- **TEXTE FOURNI**:
La source de l’énergie utilisée par l’agriculture cellulaire est donc, selon toute vraisemblance, la clé du bilan environnemental de la viande de synthèse. Si les projections de l’Agence Internationale de l’Energie à horizon 2030 se concrétisent, il est réaliste de penser que l’empreinte carbone de la viande de synthèse sera meilleure que celle – a minima – de la viande de bœuf traditionnelle. Mais peut-être l’élevage nous réserve-t-il des surprises ? Des innovations technologiques pourraient en effet rebattre les cartes, avec par exemple des inhibiteurs enzymatiques de la fermentation entérique ajoutés à la ration du bétail, une solution actuellement à l’étude.

(Données de pointage de régions)
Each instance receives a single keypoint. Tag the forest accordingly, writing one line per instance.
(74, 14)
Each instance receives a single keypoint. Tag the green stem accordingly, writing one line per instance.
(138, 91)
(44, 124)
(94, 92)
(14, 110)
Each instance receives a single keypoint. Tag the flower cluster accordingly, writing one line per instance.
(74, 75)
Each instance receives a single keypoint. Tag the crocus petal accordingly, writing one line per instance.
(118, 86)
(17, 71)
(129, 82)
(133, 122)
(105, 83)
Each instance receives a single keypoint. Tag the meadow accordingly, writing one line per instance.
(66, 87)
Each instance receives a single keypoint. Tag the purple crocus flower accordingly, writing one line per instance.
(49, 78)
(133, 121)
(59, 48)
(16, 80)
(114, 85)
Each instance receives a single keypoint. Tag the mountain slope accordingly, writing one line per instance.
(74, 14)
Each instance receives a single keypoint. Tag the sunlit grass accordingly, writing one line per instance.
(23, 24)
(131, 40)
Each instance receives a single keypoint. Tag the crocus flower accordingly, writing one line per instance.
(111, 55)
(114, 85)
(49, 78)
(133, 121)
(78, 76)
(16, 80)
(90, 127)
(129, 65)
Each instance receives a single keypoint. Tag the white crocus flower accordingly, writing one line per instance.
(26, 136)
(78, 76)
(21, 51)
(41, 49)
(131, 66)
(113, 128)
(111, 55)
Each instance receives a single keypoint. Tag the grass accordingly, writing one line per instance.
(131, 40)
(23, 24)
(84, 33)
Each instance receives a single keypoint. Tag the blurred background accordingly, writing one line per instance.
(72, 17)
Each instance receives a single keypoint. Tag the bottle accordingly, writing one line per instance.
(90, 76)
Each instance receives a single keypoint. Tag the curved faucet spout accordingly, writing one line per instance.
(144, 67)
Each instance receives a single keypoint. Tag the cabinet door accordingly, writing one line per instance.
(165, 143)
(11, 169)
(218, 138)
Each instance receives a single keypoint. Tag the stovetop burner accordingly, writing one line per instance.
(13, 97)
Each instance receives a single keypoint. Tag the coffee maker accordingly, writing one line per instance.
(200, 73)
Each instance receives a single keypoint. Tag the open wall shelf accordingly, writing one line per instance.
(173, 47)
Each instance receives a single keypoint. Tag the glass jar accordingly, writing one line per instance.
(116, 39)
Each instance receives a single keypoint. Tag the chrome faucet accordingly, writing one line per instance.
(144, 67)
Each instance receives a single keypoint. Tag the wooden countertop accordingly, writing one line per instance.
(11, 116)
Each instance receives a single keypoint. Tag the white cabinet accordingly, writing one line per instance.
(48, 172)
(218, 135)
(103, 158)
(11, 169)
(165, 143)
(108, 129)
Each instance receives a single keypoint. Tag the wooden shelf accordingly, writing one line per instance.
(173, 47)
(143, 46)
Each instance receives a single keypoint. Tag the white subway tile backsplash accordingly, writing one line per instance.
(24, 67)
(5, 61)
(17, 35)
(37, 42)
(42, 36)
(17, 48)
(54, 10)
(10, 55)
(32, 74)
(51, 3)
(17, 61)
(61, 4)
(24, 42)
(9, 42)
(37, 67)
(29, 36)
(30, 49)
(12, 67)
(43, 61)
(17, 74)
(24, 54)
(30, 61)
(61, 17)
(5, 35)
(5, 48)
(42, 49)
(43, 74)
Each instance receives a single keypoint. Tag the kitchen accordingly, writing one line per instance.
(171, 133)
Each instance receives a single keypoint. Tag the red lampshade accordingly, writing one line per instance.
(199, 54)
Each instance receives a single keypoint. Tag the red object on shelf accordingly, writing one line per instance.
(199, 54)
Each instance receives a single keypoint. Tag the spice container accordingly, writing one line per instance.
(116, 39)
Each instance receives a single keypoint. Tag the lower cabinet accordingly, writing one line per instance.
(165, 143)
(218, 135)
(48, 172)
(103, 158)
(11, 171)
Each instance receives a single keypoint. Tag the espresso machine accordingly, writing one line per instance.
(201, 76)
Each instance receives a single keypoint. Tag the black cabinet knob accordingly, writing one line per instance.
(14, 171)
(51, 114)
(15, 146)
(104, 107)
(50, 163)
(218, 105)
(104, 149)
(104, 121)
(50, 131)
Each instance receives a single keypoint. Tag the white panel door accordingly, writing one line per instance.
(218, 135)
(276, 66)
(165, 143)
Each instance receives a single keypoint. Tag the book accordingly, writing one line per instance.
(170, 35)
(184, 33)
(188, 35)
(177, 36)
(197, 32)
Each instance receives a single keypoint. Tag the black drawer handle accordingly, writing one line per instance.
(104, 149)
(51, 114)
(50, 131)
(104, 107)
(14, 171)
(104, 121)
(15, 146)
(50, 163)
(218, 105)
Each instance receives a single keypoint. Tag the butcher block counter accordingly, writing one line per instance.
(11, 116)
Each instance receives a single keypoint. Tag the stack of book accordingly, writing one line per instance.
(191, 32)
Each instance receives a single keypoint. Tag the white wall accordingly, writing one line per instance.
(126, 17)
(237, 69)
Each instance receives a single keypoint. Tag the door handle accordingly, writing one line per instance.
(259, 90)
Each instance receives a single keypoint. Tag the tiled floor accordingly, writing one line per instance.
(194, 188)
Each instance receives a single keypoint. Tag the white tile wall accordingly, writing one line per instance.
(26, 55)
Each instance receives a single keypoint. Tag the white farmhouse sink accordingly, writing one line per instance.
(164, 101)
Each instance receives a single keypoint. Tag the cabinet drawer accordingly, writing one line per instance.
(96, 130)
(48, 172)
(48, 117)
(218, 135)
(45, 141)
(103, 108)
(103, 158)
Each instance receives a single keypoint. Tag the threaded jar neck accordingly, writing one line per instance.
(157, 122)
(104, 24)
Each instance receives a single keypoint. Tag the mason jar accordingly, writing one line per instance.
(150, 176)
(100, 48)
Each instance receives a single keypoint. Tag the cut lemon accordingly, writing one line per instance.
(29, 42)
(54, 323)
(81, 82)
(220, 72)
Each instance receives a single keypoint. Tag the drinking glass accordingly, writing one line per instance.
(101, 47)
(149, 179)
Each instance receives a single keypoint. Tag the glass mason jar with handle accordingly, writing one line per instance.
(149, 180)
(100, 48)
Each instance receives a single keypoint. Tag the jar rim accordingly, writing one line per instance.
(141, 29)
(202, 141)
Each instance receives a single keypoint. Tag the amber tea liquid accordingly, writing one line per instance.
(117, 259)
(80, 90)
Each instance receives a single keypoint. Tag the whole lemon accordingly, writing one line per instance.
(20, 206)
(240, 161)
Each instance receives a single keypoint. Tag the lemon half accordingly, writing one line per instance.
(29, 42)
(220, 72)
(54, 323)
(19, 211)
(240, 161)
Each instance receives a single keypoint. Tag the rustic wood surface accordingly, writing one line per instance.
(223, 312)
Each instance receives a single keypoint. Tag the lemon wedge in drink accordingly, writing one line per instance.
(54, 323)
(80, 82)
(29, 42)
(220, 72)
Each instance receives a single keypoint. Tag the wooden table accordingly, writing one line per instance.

- **ÉNONCÉ 1**: Dans le texte sur la viande de synthèse, quels mots portent une majuscule sans se trouver en début de phrase ?
- **ÉNONCÉ 2**: Pouvez-vous poursuivre le texte sur la viande de synthèse en reprenant juste après sa dernière phrase ?

- **RÉPONSE 1**: Agence, Internationale, Energie

- **RÉPONSE 2**:
D’autre part, la comparaison de la viande de synthèse et de la viande conventionnelle doit aussi se faire à la lumière de toutes les externalités positives de l’élevage, composante importante de nos paysages, de nos écosystèmes, de notre économie rurale. Les deux systèmes sont sans doute appelés à cohabiter pour de nombreuses années, avant qu’un « gagnant » ne se dessine. Lequel l’emportera, in fine ? Voilà une équation difficile à résoudre, mais on peut espérer que la compétition soit vertueuse. L’élevage doit se réinventer pour tendre vers la neutralité carbone ; quant à l’agriculture cellulaire, ses promesses environnementales doivent encore se concrétiser.